Texte:
============

Je tiens à vous apprendre,
bien-aimé lecteur, qu'à cette époque la sainte eut l'âme remplie d'une
telle abondance de grâces, et qu'elle fut favorisée de tant de
révélations et de visions des plus manifestes que, sous le poids de son
amour, elle devînt toute languissante et maladive. Cette langueur
augmenta au point que la vierge ne pouvait plus se lever de son lit,
bien qu'elle ne souffrît pas d'autre mal que de sa charité pour sou
éternel Epoux. Elle en était comme folle et le nommait continuellement
en disant: " O très doux et très aimant jeune homme! O Fils de Dieu " et
elle ajoutait quelquefois: " Fils de Marie ". Au milieu de ces pensées,
qui s'échappaient en paroles tout embaumées de fleurs d'amour, elle
restait sans sommeil et sans nourriture. Mais l'Epoux qui, lui avait
envoyé ce feu sacré, pour l'enflammer davantage, la visitait sans cesse.

============

Données:
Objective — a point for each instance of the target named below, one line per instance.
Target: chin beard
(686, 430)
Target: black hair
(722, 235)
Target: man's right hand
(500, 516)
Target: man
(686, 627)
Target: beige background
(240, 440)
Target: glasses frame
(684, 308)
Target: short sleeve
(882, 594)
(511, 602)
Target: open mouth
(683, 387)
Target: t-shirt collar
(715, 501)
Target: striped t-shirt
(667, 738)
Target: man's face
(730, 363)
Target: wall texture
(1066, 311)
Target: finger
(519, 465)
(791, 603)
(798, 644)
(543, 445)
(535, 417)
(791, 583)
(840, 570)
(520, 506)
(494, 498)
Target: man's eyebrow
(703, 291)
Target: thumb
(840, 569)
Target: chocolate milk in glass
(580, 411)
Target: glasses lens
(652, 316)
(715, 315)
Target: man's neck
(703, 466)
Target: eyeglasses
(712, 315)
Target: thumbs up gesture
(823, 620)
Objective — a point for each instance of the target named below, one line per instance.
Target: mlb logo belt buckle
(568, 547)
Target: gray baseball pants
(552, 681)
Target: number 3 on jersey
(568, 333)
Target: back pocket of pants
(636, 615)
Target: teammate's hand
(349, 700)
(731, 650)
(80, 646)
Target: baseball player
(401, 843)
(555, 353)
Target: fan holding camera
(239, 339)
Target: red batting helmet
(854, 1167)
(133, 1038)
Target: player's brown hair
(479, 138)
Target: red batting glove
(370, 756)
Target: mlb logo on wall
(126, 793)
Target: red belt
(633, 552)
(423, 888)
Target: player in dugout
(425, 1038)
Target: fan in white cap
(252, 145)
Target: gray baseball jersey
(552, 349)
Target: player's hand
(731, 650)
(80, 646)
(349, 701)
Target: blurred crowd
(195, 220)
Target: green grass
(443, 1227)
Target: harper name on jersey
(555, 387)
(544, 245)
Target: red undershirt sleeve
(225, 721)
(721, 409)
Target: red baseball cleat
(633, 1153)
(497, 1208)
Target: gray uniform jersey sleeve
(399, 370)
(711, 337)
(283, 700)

============

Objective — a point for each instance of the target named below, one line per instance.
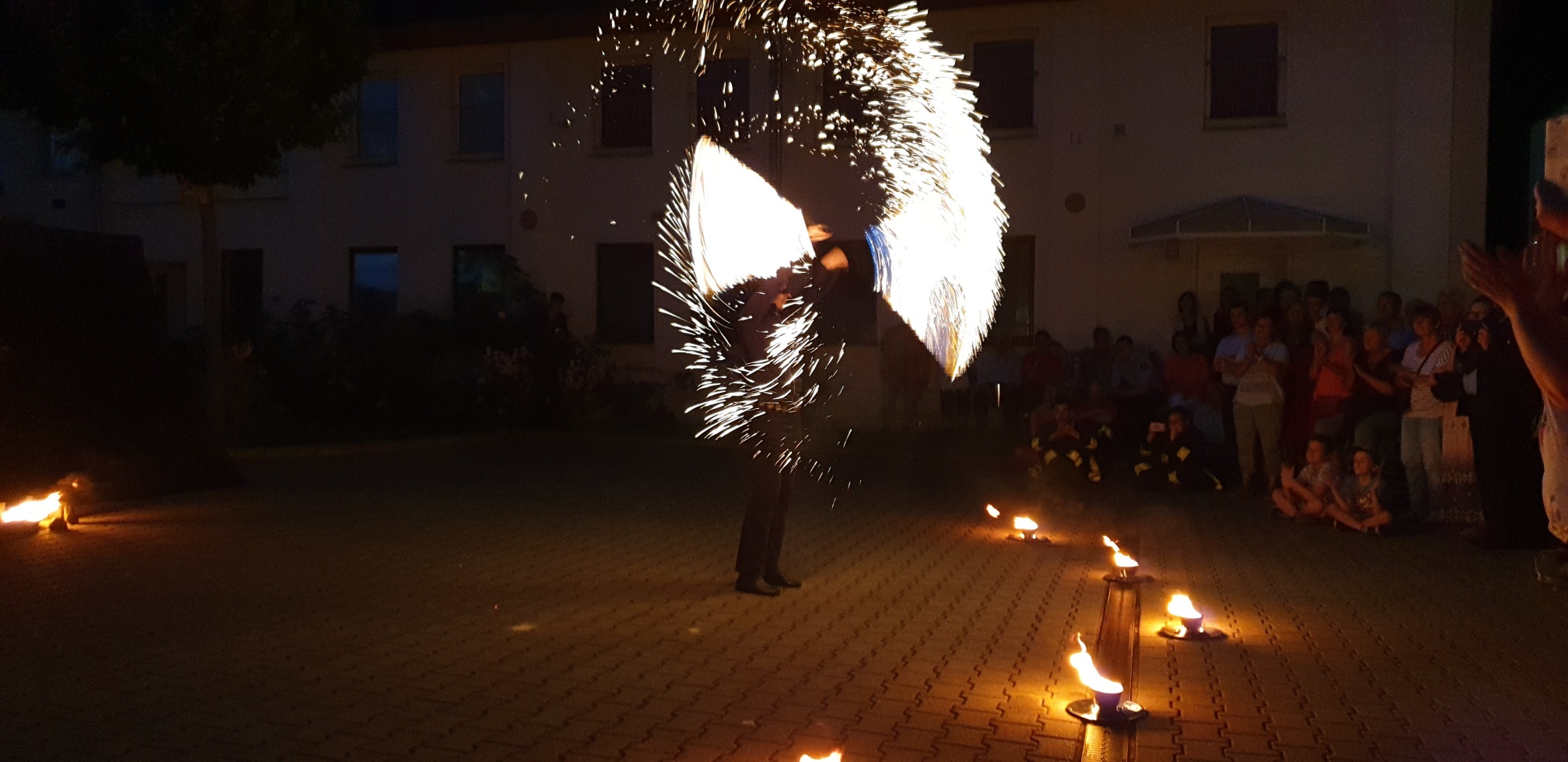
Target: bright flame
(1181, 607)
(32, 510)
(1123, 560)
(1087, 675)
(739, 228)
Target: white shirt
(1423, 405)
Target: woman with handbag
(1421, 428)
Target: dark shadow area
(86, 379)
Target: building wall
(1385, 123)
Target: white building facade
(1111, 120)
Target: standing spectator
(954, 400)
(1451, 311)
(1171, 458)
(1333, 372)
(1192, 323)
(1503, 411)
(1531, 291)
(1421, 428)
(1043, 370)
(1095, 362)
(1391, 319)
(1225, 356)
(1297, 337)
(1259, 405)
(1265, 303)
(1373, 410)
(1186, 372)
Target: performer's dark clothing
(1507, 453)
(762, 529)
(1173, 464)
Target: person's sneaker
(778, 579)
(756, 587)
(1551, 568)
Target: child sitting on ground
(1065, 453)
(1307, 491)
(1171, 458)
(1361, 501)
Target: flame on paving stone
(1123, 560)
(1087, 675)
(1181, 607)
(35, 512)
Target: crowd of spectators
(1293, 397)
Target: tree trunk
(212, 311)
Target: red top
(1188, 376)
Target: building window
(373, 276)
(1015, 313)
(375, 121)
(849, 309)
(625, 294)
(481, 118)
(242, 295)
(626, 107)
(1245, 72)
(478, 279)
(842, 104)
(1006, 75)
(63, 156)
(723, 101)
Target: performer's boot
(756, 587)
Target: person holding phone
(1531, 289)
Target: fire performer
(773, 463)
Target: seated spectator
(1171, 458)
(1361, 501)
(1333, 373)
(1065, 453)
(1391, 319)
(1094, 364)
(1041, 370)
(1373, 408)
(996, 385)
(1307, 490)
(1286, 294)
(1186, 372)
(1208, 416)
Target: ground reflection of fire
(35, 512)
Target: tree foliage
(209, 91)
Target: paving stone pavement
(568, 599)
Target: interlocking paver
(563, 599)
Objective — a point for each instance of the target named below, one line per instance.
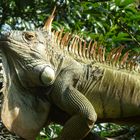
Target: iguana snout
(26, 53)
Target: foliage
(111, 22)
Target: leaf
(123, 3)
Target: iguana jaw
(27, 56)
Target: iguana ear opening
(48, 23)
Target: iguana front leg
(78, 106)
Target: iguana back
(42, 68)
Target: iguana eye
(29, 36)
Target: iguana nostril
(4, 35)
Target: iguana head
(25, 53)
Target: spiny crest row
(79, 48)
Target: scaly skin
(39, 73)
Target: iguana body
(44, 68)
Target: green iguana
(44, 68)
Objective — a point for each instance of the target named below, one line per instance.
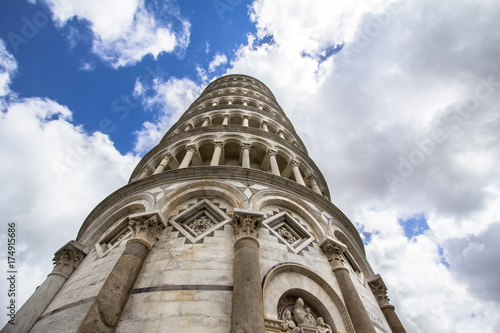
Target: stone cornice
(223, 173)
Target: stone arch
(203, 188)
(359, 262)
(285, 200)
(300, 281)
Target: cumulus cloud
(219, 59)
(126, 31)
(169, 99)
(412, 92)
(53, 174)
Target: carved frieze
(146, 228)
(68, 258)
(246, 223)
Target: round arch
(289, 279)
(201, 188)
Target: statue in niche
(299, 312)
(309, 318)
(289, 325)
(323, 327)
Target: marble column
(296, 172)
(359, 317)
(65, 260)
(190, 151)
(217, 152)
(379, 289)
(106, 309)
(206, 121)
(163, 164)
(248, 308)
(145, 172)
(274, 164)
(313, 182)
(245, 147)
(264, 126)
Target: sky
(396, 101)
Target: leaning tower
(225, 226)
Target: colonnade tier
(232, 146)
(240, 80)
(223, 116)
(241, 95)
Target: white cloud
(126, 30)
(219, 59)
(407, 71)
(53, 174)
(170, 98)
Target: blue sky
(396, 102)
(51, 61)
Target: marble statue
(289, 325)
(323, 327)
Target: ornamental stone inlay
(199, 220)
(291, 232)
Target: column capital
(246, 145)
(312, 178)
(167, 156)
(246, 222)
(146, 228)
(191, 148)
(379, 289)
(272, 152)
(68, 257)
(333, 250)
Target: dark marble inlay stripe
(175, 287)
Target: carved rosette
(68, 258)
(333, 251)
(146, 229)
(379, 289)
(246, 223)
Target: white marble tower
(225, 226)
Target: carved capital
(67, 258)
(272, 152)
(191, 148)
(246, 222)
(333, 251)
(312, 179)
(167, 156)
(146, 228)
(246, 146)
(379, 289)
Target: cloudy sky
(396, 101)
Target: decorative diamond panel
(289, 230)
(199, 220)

============

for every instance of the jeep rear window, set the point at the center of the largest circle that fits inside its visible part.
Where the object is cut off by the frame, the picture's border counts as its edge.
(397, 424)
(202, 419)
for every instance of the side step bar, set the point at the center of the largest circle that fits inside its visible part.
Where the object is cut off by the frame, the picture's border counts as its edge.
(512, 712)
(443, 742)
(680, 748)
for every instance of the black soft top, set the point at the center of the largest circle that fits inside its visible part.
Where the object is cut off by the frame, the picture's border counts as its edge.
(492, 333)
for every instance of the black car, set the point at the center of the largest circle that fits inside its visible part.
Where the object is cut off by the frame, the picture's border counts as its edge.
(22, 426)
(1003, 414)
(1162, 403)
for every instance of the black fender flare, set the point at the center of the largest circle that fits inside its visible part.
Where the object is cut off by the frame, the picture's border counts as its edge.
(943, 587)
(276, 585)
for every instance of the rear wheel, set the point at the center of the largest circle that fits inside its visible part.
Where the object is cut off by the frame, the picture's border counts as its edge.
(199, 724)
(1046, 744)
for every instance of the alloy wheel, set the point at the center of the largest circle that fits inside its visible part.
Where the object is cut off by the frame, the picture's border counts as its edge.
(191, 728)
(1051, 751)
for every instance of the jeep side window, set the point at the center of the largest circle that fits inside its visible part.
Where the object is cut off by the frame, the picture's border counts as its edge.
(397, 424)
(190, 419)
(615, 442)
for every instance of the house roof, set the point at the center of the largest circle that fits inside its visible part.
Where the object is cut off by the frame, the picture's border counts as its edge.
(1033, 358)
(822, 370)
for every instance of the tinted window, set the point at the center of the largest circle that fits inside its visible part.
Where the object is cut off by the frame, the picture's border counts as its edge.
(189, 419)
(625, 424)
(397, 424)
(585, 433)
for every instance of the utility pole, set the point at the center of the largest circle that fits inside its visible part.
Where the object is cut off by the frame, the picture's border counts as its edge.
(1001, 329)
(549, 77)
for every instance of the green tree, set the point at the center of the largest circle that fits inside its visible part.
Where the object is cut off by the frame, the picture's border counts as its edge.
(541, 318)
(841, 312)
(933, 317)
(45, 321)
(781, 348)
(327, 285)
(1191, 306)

============

Consigne A: Dans le texte sur la sainte, qu'est-ce qui la rend languissante et maladive ? Répondez en une à trois phrases.
Consigne B: Prolongez le texte sur la sainte et son Époux à la suite de sa dernière phrase.

Corrigé A: Son âme était remplie d'une telle abondance de grâces, et elle recevait tant de révélations et de visions très manifestes, qu'elle en devint languissante et maladive sous le poids de son amour. Son seul mal venait de sa charité pour son éternel Époux.

Corrigé B:
Toute brûlante des ardeurs de la charité, elle lui disait: "O mon
Seigneur souverainement aimant! pourquoi permettez-vous que ce corps si
vil me prive plus longtemps de vos embrassements? Hélas, en cette vie,
rien ne peut plus me plaire, je ne cherche rien, si ce n'est Vous, je
n'aime rien, en dehors de Vous, car tout ce que j'aime, je l'aime
uniquement à cause de Vous. Pourquoi donc ce corps si misérable
suffit-il à m'empêcher de jouir de Vous. O Maître clément entre tous,
arrachez mon âme à cette prison, délivrez-moi de ce corps de mort. " A
cette prière et à d'autres semblables qu'elle entrecoupait de sanglots,
le Seigneur répondait: " Ma très chère fille, quand j'étais parmi les
hommes je n'ai pas eu souci de faire ma volonté, mais celle de mon Père.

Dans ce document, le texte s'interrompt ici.